(Collected data)
*** Block opens ***

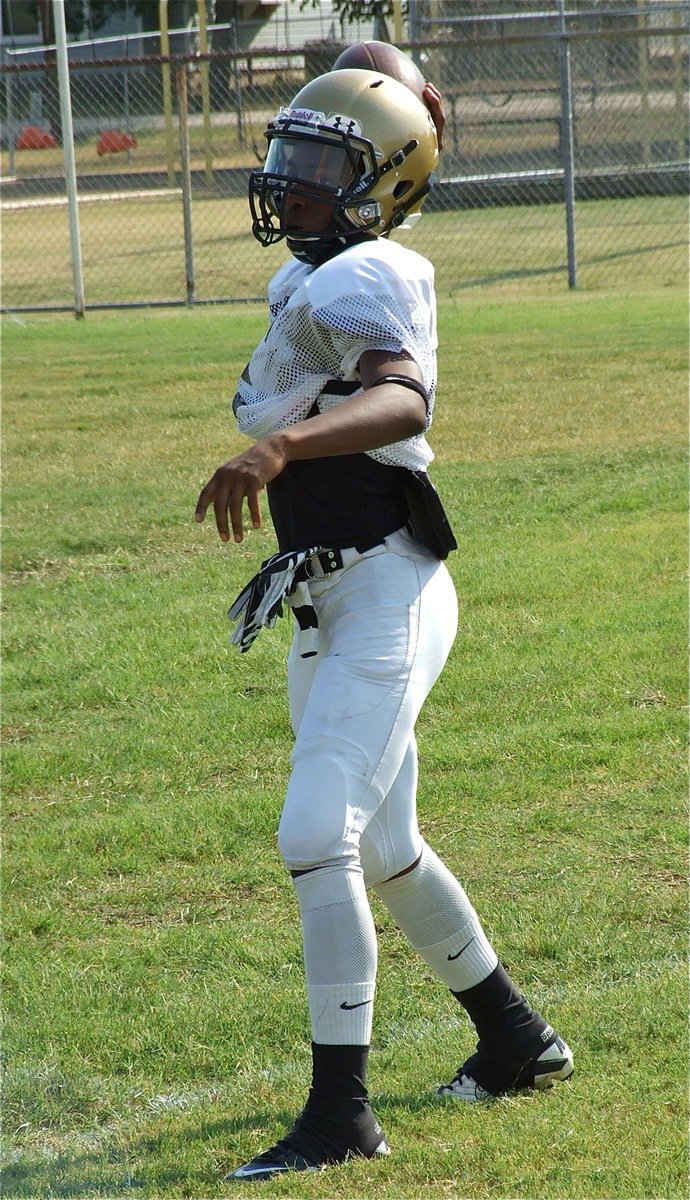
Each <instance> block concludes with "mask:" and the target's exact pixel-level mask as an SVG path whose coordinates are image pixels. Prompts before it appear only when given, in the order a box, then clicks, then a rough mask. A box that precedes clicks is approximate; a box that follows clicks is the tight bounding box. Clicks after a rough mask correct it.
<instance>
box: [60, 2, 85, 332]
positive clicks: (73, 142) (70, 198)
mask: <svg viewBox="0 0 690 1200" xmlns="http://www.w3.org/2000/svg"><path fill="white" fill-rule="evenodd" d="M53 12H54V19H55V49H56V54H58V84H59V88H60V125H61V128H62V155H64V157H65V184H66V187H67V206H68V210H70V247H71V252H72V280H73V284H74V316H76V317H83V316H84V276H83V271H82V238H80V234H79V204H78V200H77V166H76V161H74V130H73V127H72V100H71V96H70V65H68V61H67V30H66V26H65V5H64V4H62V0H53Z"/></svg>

*** Block closes ***
*** Block opens ***

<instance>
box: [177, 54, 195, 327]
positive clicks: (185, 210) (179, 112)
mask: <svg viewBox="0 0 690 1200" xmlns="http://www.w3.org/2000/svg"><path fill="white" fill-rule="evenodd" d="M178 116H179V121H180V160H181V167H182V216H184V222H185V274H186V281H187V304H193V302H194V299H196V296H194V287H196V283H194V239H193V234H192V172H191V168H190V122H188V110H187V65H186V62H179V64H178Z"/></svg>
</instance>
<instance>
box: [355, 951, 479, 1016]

*** Block closes ***

■ What you are asked to do ■
When you reach the line holding "Each <instance> block" in the records above, begin reproducing exactly, stop after the line holding "box: [60, 2, 85, 332]", and output nothing else.

■ Exercise answer ■
Each <instance> block concludes with "mask:" and the target's exact pixel-level mask as an SVG path whose coordinates are image pixels. Prompts before it appear only when given, in the order a box, then clicks, then a rough mask. A box that precedes clicks is approximate; a box that follows clicks is the tight bounding box. Clicks after a rough mask correct it.
<instance>
box: [60, 2, 85, 332]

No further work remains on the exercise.